> _課題の目標 1_: レコードのうち「The client would like the bounding box of every fence post」を含む行から最後の行までを、両端の行と依頼文も含めてすべて書き直してください。その際、解答にあるバウンディングボックスの座標値だけを1.2倍に拡大し、四捨五入(0.5は切り上げ)で整数にし、依頼文やその書式例の数値は変えないでください。

> _本文セクション_:

☆ ☆ ☆ ☆ ☆

この記事では、未就学児(6歳未満及び小学校入学前の6歳児)を連れて電車に乗る時の話題に触れます。

子連れでの旅行に対して感情的な話題が多い昨今ですが、あくまで本記事では規則に基づいて、未就学児を連れて新幹線や特急列車、首都圏の普通列車グリーン車に乗車した時に、子どもに対する料金が必要かどうかをお伝えしています。

子連れでの旅行や、小さいお子様の単独座席利用、グリーン車の利用に関して是非を問うものではありませんので、そのような話題をお探しの方は別のサイトにご移動ください。

お子様連れの読者の方は、どうぞ安心してこの先にお進みください。

原則「未就学児は無料」です

小学校入学前の未就学のお子様は、大人または小児1人に対して2人まで、無料で乗車することができます。

3人目からは小児運賃・料金がかかりますし、極めて稀なケースですが、未就学児が単独で乗車する場合にも小児運賃・料金がかかります。

このページでは、同伴する幼児が2人以内である場合において、例えば「未就学児無料」などと記載しています。3人目以降は当てはまりませんのでご注意ください。

小児の基準は「小学生」です。
※6歳以上12歳未満ならびに12歳の小学生が該当、ただし未就学の6歳は含まれない…などと説明されますが、それはつまり「小学生」です。

幼児の基準は「1歳以上の未就学児」です。
※1歳以上6歳未満ならびに6歳の未就学児が該当…などと説明されますが、それはつまり「未就学児」です。
※ただし0歳は乳児という、さらに緩い基準となり、人数に関わらず無料となります。

…ここまではある意味常識ですよね。わかっている人が多いと思います。

問題はこの先ですよね。

未就学児でお金がかかる/かからないケース

結論はこちら

大人1名に同伴する未就学児1名にかかる運賃・料金を下記の表にまとめました。

ここに書いてある内容が規則をもとにした結論で、後ほど解説を挟んでいきます。

項目未就学児が
1席使う場合
未就学児が
お膝の上の場合
未就学児が
デッキ等に立つ場合
普通列車普通車自由席
(いわゆる一般的な電車)
無料無料無料
新幹線特急列車指定席
(全車指定席の列車を含む)
小児運賃料金無料立席無料
新幹線特急列車自由席無料無料無料
普通列車普通車指定席
(ポケモントレインなど)
小児運賃料金無料(原則乗車不可)
普通列車グリーン車自由席
(首都圏の2階建てグリーン車)
無料1)無料無料
1)普通列車グリーン車自由席の扱いには諸説あります

規則に基づいた解説

JR線のルールは旅客営業規則にまとまっていて、誰でも閲覧することができます。

未就学児の利用に関しても旅客営業規則第73条に示されています。

文字がぎっしり並ぶ約款が嫌いな人も、ちょっと覗いてみましょう。

旅客営業規則第73条

第2項
前項の規定による幼児又は乳児であっても、次の各号の1に該当する場合は、これを小児とみなし、旅客運賃・料金を収受する。

  1. 幼児が幼児だけで旅行するとき。
  2. 幼児が、乗車券を所持する6才以上の旅客(団体旅客を除く。)に2人を超えて随伴されて旅行するとき。ただし、2人を超えた者だけ小児とみなす。

☆ ☆ ☆ ☆ ☆

> _データセットに含まれるレコード_:
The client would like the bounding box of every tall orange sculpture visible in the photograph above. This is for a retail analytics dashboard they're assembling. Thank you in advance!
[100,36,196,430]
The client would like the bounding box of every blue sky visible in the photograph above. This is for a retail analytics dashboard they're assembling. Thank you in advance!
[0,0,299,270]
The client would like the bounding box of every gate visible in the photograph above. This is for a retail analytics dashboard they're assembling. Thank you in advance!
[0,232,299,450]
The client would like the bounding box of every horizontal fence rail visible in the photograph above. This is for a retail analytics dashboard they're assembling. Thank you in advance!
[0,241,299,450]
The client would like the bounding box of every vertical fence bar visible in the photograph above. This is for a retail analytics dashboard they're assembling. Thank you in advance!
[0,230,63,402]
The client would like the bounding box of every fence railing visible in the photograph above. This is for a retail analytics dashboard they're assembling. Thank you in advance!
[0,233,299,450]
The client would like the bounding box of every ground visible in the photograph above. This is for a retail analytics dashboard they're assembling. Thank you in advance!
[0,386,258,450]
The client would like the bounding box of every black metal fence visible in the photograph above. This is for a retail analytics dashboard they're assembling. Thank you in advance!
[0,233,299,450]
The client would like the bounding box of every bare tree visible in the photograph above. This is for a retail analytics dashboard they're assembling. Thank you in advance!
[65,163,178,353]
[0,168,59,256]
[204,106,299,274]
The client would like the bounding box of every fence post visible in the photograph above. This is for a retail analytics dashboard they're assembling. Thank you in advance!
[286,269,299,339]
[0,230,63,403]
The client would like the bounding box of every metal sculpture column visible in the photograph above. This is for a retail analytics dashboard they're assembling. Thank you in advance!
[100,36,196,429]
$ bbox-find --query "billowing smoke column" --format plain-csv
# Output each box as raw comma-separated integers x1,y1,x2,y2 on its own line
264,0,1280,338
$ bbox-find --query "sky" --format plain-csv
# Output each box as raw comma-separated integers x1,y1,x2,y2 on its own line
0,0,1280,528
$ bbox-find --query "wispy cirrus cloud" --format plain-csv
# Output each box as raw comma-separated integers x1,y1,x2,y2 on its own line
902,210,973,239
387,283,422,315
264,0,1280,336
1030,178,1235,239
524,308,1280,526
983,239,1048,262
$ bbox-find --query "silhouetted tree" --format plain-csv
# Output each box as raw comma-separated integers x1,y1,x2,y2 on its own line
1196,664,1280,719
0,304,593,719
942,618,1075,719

☆ ☆ ☆ ☆ ☆

> _課題の目標 2_: 未就学児の鉄道運賃についての文章を、最後の文の続きから書き継いでください。

> _解答結果 1_:
The client would like the bounding box of every fence post visible in the photograph above. This is for a retail analytics dashboard they're assembling. Thank you in advance!
[343,323,359,407]
[0,276,76,484]
The client would like the bounding box of every metal sculpture column visible in the photograph above. This is for a retail analytics dashboard they're assembling. Thank you in advance!
[120,43,235,515]
$ bbox-find --query "billowing smoke column" --format plain-csv
# Output each box as raw comma-separated integers x1,y1,x2,y2 on its own line
317,0,1536,406
$ bbox-find --query "sky" --format plain-csv
# Output each box as raw comma-separated integers x1,y1,x2,y2 on its own line
0,0,1536,634
$ bbox-find --query "wispy cirrus cloud" --format plain-csv
# Output each box as raw comma-separated integers x1,y1,x2,y2 on its own line
1082,252,1168,287
464,340,506,378
317,0,1536,403
1236,214,1482,287
629,370,1536,631
1180,287,1258,314
$ bbox-find --query "silhouetted tree" --format plain-csv
# Output each box as raw comma-separated integers x1,y1,x2,y2 on its own line
1435,797,1536,863
0,365,712,863
1130,742,1290,863

> _解答結果 2_:
  3. 幼児が、団体旅客として旅行するとき又は団体旅客に随伴されて旅行するとき。
  4. 幼児又は乳児が、指定を行う座席又は寝台を幼児又は乳児だけで使用して旅行するとき。
  5. 幼児又は乳児が、第140条の2の規定により当社が確保した座席を使用して旅行するとき。

第4項
第2項の場合の外、幼児又は乳児に対しては、旅客運賃・料金を収受しない。

第5項
特別車両料金、寝台料金及びコンパートメント料金は、旅客の年齢によって区別しない。

引用:旅客営業規則

ここでポイントとなるのは第73条第4項です。

この規則によると、未就学児は運賃・料金ともに無料であると明記されています。

ただし、第73条第2項(4)には、指定席を利用する場合には未就学児でも小児として取り扱う(=小児運賃・小児料金が必要)ということも明記されています。

以下では、実態も含めて詳しく解説していきます。

以下の項目では、大人1人に対して同伴する未就学児が2人以下である前提で話を進めます。3人以上の場合は超えた人数に対して小児運賃・料金が必要です。

普通列車利用の場合

いわゆる一般的な鉄道利用に関してなので、常識かもしれませんが…

普通列車を使う場合は、未就学児は無料です。

お子さまが立っていても、膝の上に座っていても、座席を1席使用しても、運賃はかかりません

もちろん、車内が混雑している場合で、かつお子様がお膝の上に乗りそうな年齢であれば、無理のない範囲で席を空ける配慮は必要ですが、第三者が「タダで乗っているんだから席を空けろ」と言うのは、倫理的にも規則的にも違うということを申し添えておきます。

新幹線・特急列車利用の場合

ここから先がちょっと複雑です。

新幹線や特急列車の話題では、指定席と自由席に分けて考えていきましょう。

指定席の場合

新幹線や特急列車には指定席と自由席があります。一部の列車には自由席がないものもありますよね。

繰り返しになりますが、旅客営業規則第73条第2項(4)では、指定を行う座席を幼児だけで使用する場合は小児として取り扱う旨が示されています。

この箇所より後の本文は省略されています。